Who, what, where, when, and why, why, why?

Kurt Vonnegut would have turned 100 years old in November, were he still alive today, but as he might say, “So it goes.” He passed away in 2007, but not before he left the world a literary fortune, including his thoughts on the key elements of a story. In a highly entertaining lecture (available on YouTube) he laid out the “science” behind stories: How they all follow various forms that can be graphed on a Y-axis of good and ill fortune and an X-axis of time. Where the character begins and ends, and what they overcome, creates the shape of what we call a story. These stories take about one of three forms, he thought, boiled down to “Boy meets girl,” “Man in hole,” and “Cinderella.”

As U of M communicators, we’re telling stories all the time—about research discoveries, medical successes, outreach/engagement, and education.

One example among many is the “Where It Starts” series, produced each February for Black History Month by University Relations and partners. The stories in the series focus on one or more of just three themes, and the questions asked reflect those. In short, the series asks participants about 1) Overcoming an obstacle in your path, 2) Finding your community, and 3) Finding or fulfilling your purpose. It’s not intentional, but you can probably see a parallel between each of these and Vonnegut’s three categories.

To get at these cores of the story, we ask questions around what the person was seeking at the moment of the above 1), 2), and/or 3); what or who they met that changed the situation; and what has been found because of it.

So, these are some shapes a story can take, but what are some ingredients?

In his famous book The Hero with a Thousand Faces, Joseph Campbell describes three elements (ingredients) of a story, boiled down to: departure, initiation, and return. Again, we can get to those elements in a nonfiction story by asking what caused our “character” to go down the path they took? What challenges did they encounter and overcome? What did they learn and how did it change them?

Journalism, of course, teaches the 6 w’s (or 5 w’s and an h) to get at a story: Who, what, where, when, why, and how. When writing a feature, or a person-centered story, I always think about this as the who, what, where, when, how, and why, why, why. The “why” gets at what your “character” cares about, what motivates or drives them, what brings to light their passion/feeling. If “Man in hole” doesn’t care enough to get out of said hole, you have a problem, but not likely a very good story. And if you don’t ask about why, you may not have a story that is going to resonate on a deeper level with readers.

U of M story-sharing meetings: About once per quarter, communicators from around the U of M meet to discuss University stories. Email Kelly O'Hara Dyer (ohara119@umn.edu), editor of Minnesota Alumni magazine, to receive email notifications about the meeting.

Disclaimer: There are a thousand caveats to all of this, of course, not the least of which being that the stories of our and others’ lives don’t always abide by the rules. And of course, it depends on the kind of story you’re trying to tell—particularly whether it is person-centered, which may be the case in many features you encounter but perhaps not in many news releases.

☆ ☆ ☆

Exercise goal:
Answer the following questions about the article on storytelling, numbering each answer to match its question.
1. Which three story forms did Kurt Vonnegut think stories take?
2. What three elements of a story does Joseph Campbell describe in The Hero with a Thousand Faces?
3. How often do communicators from around the U of M meet to discuss University stories?

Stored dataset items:
☆ ☆ ☆

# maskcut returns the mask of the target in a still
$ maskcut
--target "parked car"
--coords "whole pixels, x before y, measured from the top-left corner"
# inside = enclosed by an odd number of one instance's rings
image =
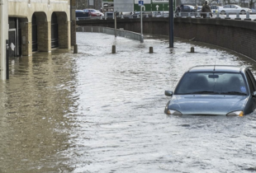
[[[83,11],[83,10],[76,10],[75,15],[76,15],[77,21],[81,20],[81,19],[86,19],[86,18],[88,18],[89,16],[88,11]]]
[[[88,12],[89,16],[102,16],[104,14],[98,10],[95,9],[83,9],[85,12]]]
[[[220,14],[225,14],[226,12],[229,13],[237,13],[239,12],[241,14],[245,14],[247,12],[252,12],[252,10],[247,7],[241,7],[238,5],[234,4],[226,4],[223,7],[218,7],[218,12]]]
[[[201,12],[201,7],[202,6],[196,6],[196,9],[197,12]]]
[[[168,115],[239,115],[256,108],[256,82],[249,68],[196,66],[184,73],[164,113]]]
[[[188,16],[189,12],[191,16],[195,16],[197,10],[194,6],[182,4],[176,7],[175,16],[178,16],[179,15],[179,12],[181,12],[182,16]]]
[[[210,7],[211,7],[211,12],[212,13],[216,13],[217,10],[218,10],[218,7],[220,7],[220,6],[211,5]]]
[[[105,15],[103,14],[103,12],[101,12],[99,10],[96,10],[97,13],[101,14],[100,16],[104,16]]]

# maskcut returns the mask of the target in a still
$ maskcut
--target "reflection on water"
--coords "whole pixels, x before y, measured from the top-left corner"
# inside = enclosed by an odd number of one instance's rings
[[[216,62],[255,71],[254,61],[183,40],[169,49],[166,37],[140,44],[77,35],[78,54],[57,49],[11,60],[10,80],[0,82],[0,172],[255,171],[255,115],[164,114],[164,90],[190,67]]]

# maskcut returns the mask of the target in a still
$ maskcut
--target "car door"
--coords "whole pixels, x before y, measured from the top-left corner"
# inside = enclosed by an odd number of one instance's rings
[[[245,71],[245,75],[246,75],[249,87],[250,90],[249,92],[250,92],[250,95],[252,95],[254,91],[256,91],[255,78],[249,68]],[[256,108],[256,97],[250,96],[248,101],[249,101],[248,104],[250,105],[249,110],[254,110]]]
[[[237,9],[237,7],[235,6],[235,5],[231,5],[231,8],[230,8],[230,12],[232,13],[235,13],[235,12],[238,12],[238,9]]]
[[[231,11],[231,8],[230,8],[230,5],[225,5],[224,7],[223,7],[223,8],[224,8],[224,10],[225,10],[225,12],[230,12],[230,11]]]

☆ ☆ ☆

Exercise result:
1. "Boy meets girl," "Man in hole," and "Cinderella."
2. Departure, initiation, and return.
3. About once per quarter.